» Selected text:
We can optimize on memory and performance by working with array data.
Approach #1
First off, let's have an array solution to get the correlation coefficients for corresponding elements between two 1D
arrays. This would be basically inspired by this post
and would look something like this -
def corrcoeff_1d(A,B):
# Rowwise mean of input arrays & subtract from input arrays themeselves
A_mA = A - A.mean(-1,keepdims=1)
B_mB = B - B.mean(-1,keepdims=1)
# Sum of squares
ssA = np.einsum('i,i->',A_mA, A_mA)
ssB = np.einsum('i,i->',B_mB, B_mB)
# Finally get corr coeff
return np.einsum('i,i->',A_mA,B_mB)/np.sqrt(ssA*ssB)
Now, to use it , use the same loop but on array data -
lcl = 100
ar = tabla.values
N = len(ar)
out = np.zeros(N)

» Task list:
- A) Rename "corrcoeff_1d" to "rowwise_corr" in the correlation answer. Start at the words "We can optimize" and stop after "B - B.mean(-1,keepdims=1)".
- B) Convert the listing below into a two-column CSV with the headers request and points. Give one row per request, put its text and its answer each in a single quoted field, and replace line breaks with spaces.

» Available records:
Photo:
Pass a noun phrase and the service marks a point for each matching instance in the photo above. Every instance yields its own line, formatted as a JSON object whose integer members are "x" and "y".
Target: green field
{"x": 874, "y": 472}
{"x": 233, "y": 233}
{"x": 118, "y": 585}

» The answers:
- A)
We can optimize on memory and performance by working with array data.
Approach #1
First off, let's have an array solution to get the correlation coefficients for corresponding elements between two 1D
arrays. This would be basically inspired by this post
and would look something like this -
def rowwise_corr(A,B):
# Rowwise mean of input arrays & subtract from input arrays themeselves
A_mA = A - A.mean(-1,keepdims=1)
B_mB = B - B.mean(-1,keepdims=1)

- B)
request,points
"Photo: Pass a noun phrase and the service marks a point for each matching instance in the photo above. Every instance yields its own line, formatted as a JSON object whose integer members are ""x"" and ""y"". Target: green field","{""x"": 874, ""y"": 472} {""x"": 233, ""y"": 233} {""x"": 118, ""y"": 585}"